Given exercise:
Set down, in full, every record in the block.
──────────
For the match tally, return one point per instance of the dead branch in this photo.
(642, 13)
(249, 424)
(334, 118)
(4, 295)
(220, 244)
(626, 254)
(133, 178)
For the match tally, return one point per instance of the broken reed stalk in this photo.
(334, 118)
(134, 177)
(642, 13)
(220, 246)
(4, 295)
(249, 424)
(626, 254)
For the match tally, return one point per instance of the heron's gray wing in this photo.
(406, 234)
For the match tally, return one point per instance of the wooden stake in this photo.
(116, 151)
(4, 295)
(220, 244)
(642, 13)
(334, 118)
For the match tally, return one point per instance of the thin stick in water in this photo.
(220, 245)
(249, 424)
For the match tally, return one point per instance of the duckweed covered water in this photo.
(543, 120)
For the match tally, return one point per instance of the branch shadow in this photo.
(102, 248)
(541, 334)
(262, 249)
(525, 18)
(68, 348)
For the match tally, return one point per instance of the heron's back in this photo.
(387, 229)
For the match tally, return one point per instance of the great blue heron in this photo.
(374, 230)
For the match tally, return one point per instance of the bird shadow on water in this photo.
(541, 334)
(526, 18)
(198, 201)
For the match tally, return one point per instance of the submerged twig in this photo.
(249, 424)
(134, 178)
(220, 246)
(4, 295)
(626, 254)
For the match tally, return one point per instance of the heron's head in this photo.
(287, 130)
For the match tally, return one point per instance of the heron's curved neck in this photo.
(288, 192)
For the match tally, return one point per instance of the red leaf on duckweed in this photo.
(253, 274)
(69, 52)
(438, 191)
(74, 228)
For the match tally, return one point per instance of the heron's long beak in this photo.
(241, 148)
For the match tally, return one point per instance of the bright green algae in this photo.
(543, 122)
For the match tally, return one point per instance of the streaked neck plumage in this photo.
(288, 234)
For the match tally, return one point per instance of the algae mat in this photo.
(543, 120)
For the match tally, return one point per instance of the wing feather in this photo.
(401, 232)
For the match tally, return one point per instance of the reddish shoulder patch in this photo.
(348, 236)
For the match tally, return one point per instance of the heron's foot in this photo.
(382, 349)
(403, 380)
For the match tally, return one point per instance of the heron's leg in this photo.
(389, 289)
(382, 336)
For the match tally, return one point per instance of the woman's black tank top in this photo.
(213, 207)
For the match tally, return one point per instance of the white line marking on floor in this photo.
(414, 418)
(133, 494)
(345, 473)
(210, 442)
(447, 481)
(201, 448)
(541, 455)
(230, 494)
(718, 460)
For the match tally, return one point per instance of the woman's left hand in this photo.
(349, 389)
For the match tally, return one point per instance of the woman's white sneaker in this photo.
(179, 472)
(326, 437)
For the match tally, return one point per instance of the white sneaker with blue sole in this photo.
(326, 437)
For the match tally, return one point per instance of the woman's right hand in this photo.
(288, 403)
──────────
Result:
For the match tally, return one point per instance of the dead branch in this photo.
(642, 13)
(249, 424)
(334, 118)
(4, 295)
(220, 244)
(626, 254)
(133, 178)
For the match tally, return one point per instance of the broken reed stalk in this photo.
(334, 118)
(134, 177)
(642, 13)
(220, 246)
(4, 295)
(249, 424)
(626, 254)
For the match tally, return one point per instance of the heron's gray wing in this photo.
(406, 234)
For the match tally, return one point per instance of the wooden stake in this photo.
(116, 151)
(4, 295)
(220, 244)
(642, 13)
(334, 118)
For the match tally, return one point per instance of the thin stick in water in this photo.
(220, 245)
(249, 424)
For the match tally, return one point per instance of the duckweed covered water in this photo.
(543, 120)
For the match tally, return one point per instance of the branch shadow in this photo.
(102, 248)
(541, 334)
(262, 249)
(525, 18)
(68, 348)
For the match tally, return one point per instance of the heron's back in this photo.
(387, 229)
For the match tally, return one point per instance of the great blue heron in this photo.
(374, 230)
For the match tally, return one point per instance of the bird shadow on water in this photo.
(541, 334)
(526, 18)
(198, 201)
For the match tally, return one point per instance of the submerged twig in this photo.
(249, 424)
(134, 178)
(220, 246)
(4, 295)
(626, 254)
For the match tally, return one point per instance of the heron's head in this photo.
(287, 130)
For the match tally, return one point per instance of the heron's curved neck in this photo.
(288, 192)
For the match tally, return one point per instance of the red leaf on duckweed in this photo.
(253, 274)
(69, 52)
(438, 191)
(74, 228)
For the match tally, return one point per instance of the heron's long beak in this photo.
(241, 148)
For the match tally, return one point per instance of the bright green algae in this photo.
(543, 122)
For the match tally, return one point per instance of the streaked neck plumage in this photo.
(288, 234)
For the match tally, return one point per instance of the algae mat in this photo.
(543, 120)
For the match tally, return one point per instance of the wing feather in this photo.
(401, 232)
For the match tally, return one point per instance of the reddish shoulder patch in this photo.
(348, 236)
For the match tally, return one point per instance of the heron's foot in this photo.
(382, 349)
(403, 380)
For the match tally, return one point per instance of the heron's leg in this photo.
(389, 289)
(382, 336)
For the match tally, return one point per instance of the woman's black tank top in this photo.
(213, 207)
For the match tally, return one point per instance of the white line marking on floor in this photo.
(414, 418)
(133, 494)
(345, 473)
(210, 442)
(447, 481)
(201, 448)
(541, 455)
(230, 494)
(718, 460)
For the match tally, return one point per instance of the woman's left hand in this photo.
(349, 389)
For the match tally, return one point per instance of the woman's white sneaker in this photo.
(179, 472)
(326, 437)
For the match tally, return one point per instance of the white sneaker with blue sole in this photo.
(326, 437)
For the match tally, return one point per instance of the woman's right hand in this photo.
(288, 403)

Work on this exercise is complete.